• **TAREFA A**
Reúna todas as linhas abaixo em que aparece a palavra "answer", copiando cada uma delas.

• **TRECHO PARA LEITURA**
O aumento dos preços dos livros agravaria ainda mais este quadro, principalmente no caso das famílias com menor renda, para as quais a participação do gasto com livros é maior. Segundo a pesquisa “Retratos da Leitura”, 27 milhões de brasileiros identificados nas classes C, D e E, são compradores de livros.
Neste contexto, o próprio Governo Federal seria atingido, por ser o maior comprador de livros do país. O Programa Nacional do Livro e do Material Didático (PNLD), distribui anualmente mais de 130 milhões de livros a quase 30 milhões de estudantes de escolas públicas estaduais e municipais de todo o país.
O fim da imunidade tributária seria extremamente perverso também a médio e longo prazo. Teríamos impactos no desenvolvimento humano e, em particular, nos índices de aprendizagem, o que seria desastroso para o desenvolvimento do país.
Não é à toa que a não-tributação de livros é uma prática internacional, como as entidades do livro destacaram na Carta Aberta encaminhada aos candidatos e candidatas à presidência da República, antes do primeiro turno das eleições de 2022.
A imunidade do livro começou a ser conquistada há quase 80 anos, quando o deputado (e famoso escritor) Jorge Amado aprovou, na Constituinte de 1946, a proposta de isenção de impostos. E foi consolidada no primeiro Governo Lula, em 2004, quando as alíquotas do PIS e Cofins foram reduzidas a zero.

• **DADOS A PROCESSAR**
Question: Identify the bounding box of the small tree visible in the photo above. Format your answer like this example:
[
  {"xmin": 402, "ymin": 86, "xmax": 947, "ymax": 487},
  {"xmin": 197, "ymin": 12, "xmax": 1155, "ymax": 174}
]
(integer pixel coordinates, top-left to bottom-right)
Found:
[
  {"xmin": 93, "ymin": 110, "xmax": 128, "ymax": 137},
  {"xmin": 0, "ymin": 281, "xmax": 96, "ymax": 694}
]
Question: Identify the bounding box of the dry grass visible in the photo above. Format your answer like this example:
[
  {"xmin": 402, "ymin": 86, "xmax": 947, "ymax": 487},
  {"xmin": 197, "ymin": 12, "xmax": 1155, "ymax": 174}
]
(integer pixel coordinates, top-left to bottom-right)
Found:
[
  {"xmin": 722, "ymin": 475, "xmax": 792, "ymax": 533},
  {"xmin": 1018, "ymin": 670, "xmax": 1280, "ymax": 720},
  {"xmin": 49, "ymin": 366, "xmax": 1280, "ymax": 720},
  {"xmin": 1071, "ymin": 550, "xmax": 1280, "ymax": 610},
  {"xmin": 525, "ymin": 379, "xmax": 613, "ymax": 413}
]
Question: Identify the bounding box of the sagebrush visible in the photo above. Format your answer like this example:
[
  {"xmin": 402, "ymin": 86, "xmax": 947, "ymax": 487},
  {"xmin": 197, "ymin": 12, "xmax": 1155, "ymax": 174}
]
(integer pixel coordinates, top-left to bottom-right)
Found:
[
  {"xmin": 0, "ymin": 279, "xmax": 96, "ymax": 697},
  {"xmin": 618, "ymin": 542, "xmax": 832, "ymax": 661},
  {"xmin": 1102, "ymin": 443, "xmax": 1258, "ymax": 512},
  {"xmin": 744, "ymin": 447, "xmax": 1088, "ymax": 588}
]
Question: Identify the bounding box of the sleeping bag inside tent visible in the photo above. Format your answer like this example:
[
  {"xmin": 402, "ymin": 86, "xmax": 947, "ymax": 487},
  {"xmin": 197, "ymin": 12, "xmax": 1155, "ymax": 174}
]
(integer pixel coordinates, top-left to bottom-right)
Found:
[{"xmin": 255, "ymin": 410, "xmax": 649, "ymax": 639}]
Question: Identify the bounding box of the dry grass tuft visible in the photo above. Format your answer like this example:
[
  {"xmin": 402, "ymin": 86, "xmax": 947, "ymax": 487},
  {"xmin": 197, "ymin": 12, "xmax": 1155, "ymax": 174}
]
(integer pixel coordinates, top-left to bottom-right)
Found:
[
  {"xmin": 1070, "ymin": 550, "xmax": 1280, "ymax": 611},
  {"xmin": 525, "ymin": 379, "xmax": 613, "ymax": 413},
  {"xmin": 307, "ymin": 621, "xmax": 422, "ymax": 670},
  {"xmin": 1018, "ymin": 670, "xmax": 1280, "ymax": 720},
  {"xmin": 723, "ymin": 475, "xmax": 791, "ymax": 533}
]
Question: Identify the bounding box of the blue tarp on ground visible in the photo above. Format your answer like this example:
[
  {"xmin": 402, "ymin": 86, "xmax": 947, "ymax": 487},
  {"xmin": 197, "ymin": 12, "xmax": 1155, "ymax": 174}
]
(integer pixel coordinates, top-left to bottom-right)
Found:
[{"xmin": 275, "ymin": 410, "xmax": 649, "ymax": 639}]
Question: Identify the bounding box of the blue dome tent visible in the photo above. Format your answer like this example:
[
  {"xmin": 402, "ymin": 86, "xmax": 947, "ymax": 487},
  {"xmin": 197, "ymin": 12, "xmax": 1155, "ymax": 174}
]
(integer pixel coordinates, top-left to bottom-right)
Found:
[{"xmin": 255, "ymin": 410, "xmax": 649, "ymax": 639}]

• **TAREFA B**
Cite literalmente a passagem do texto sobre a imunidade tributária dos livros que vai de "Neste contexto, o" até "eleições de 2022.".

• **RESPOSTA FINAL A**
Question: Identify the bounding box of the small tree visible in the photo above. Format your answer like this example:
Question: Identify the bounding box of the dry grass visible in the photo above. Format your answer like this example:
Question: Identify the bounding box of the sagebrush visible in the photo above. Format your answer like this example:
Question: Identify the bounding box of the sleeping bag inside tent visible in the photo above. Format your answer like this example:
Question: Identify the bounding box of the dry grass tuft visible in the photo above. Format your answer like this example:
Question: Identify the bounding box of the blue tarp on ground visible in the photo above. Format your answer like this example:
Question: Identify the bounding box of the blue dome tent visible in the photo above. Format your answer like this example:

• **RESPOSTA FINAL B**
Neste contexto, o próprio Governo Federal seria atingido, por ser o maior comprador de livros do país. O Programa Nacional do Livro e do Material Didático (PNLD), distribui anualmente mais de 130 milhões de livros a quase 30 milhões de estudantes de escolas públicas estaduais e municipais de todo o país.
O fim da imunidade tributária seria extremamente perverso também a médio e longo prazo. Teríamos impactos no desenvolvimento humano e, em particular, nos índices de aprendizagem, o que seria desastroso para o desenvolvimento do país.
Não é à toa que a não-tributação de livros é uma prática internacional, como as entidades do livro destacaram na Carta Aberta encaminhada aos candidatos e candidatas à presidência da República, antes do primeiro turno das eleições de 2022.